L’agneau du sacrifice au bal des vampires. C’est cette carte que l’ancien président tchadien abat dans sa stratégie de communication basée sur la dénégation des CAE et sur un mutisme total. Au point que le bâtonnier du barreau de Dakar, Mbaye Guèye, a plaidé pour la comparution de tous les hauts dignitaires tchadiens impliqués. Question de crédibilité, après l’affaire Karim Wade.



S’il y a une certitude pour le barreau de Dakar, c’est que Habré doit répondre de ses actes. S’il y en a une autre, c’est que l’ancien dirigeant ne devrait pas être le seul. Après avoir abondé dans le même sens que tout le monde, c’est-à-dire, apprécié la tenue du procès et l’invite au procureur d’assurer une défense juste et équitable au prévenu, le futur bâtonnier du barreau de Dakar, Me Mbaye Guèye, a mis les pieds dans le plat. Et c’est le président du Tchad, Idriss Déby Itno, qui a été dans sa ligne de mire.

‘‘ On peut difficilement comprendre que pour des milliers de morts, il n'y ait qu'une seule personne qui soit jugée, ici. Tous les autres mis en cause sont passés entre les mailles du filet par la volonté d'un seul homme qui n’en a cure de sa signature’’, a-t-il lancé en direction du l’actuel président tchadien sans le citer. Une patate chaude que la coordonnatrice des avocats des victimes de Hissein Habré, Jacqueline Moudeïna, a esquivée. ‘’Chacun est responsable de ses propos. Chacun est libre d’exprimer son opinion. Je ne pourrais pas porter de commentaires au discours du bâtonnier’’, a-t-elle rétorqué.

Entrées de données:

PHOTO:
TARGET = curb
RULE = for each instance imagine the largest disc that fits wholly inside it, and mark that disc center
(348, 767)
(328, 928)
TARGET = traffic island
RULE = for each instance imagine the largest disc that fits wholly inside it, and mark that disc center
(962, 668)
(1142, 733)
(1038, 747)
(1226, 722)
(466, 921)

Consigne: Selon le passage sur le procès Habré, pourquoi le bâtonnier Mbaye Guèye a-t-il plaidé pour la comparution de tous les hauts dignitaires tchadiens impliqués ? Répondez en une à trois phrases.

Réponse: C'est une question de crédibilité, après l'affaire Karim Wade. Pour le barreau de Dakar, Habré ne devrait pas être le seul à répondre de ses actes, car on peut difficilement comprendre qu'une seule personne soit jugée pour des milliers de morts.